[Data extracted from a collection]
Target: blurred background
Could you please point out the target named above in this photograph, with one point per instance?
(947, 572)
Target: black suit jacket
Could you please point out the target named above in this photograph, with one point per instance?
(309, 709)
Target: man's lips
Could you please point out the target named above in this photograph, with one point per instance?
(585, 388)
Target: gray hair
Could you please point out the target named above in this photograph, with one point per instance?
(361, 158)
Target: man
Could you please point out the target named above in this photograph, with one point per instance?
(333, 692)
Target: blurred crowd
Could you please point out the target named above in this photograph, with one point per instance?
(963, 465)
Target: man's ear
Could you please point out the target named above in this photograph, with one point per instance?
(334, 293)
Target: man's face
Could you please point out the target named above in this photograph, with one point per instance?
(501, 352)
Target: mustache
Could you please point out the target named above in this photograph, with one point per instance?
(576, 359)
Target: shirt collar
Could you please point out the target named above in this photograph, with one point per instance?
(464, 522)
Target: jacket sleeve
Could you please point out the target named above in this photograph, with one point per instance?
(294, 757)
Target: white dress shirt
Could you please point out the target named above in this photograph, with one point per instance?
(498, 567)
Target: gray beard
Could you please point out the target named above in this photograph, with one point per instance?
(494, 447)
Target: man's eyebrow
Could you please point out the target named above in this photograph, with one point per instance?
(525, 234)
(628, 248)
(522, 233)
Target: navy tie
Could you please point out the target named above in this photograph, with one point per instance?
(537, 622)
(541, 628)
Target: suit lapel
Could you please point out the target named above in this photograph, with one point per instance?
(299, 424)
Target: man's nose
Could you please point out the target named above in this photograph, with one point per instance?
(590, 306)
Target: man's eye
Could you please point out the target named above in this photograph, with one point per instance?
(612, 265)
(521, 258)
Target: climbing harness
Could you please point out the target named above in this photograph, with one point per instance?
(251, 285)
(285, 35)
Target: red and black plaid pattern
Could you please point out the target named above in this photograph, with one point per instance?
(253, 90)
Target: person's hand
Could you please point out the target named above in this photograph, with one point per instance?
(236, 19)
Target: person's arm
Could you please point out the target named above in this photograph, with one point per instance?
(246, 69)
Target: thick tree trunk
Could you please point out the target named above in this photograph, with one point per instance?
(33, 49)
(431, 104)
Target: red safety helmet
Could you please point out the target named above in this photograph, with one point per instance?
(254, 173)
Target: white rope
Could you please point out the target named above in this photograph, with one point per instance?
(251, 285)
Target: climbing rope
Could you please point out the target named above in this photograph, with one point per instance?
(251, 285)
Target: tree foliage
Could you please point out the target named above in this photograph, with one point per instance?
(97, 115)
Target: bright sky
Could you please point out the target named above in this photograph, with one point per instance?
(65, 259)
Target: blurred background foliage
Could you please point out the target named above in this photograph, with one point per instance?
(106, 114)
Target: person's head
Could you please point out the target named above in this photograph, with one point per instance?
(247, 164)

▶ _WHAT IS NEEDED_:
From the entries above, copy each line that holds "black".

▶ _ANSWER AREA_:
Target: black suit jacket
Target: red and black plaid pattern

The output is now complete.